— BEGIN GIVEN INFORMATION —

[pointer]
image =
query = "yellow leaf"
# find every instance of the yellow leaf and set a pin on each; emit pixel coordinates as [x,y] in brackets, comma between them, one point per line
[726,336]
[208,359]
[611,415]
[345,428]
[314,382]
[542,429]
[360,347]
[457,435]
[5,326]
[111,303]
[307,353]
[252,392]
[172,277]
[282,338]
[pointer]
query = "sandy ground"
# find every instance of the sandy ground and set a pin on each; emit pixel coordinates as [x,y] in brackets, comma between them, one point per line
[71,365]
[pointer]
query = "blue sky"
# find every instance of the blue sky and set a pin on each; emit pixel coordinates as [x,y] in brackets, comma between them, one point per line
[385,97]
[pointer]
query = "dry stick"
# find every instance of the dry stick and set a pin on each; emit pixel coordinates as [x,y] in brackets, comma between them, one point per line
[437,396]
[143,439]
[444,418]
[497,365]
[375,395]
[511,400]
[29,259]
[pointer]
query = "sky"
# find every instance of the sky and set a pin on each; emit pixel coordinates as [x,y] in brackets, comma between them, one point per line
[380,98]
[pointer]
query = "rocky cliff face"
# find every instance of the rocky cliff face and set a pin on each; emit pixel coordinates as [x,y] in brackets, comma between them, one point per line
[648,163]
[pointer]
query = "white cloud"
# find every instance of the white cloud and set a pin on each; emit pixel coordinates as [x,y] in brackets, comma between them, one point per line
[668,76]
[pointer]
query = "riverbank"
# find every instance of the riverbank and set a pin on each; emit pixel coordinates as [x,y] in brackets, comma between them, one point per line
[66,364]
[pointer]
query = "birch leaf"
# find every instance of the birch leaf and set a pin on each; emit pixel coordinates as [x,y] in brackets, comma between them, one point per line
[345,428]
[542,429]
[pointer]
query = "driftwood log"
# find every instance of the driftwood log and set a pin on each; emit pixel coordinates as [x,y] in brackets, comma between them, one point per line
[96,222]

— END GIVEN INFORMATION —

**WHAT YOU HAVE TO DO:** Please report every line above that contains the word "stick", copying each one in full.

**WRITTEN RESPONSE:**
query = "dry stick"
# find every instance of the dry stick and set a pin on each; emit pixel coordinates as [x,y] in brackets, comma between them, one point per line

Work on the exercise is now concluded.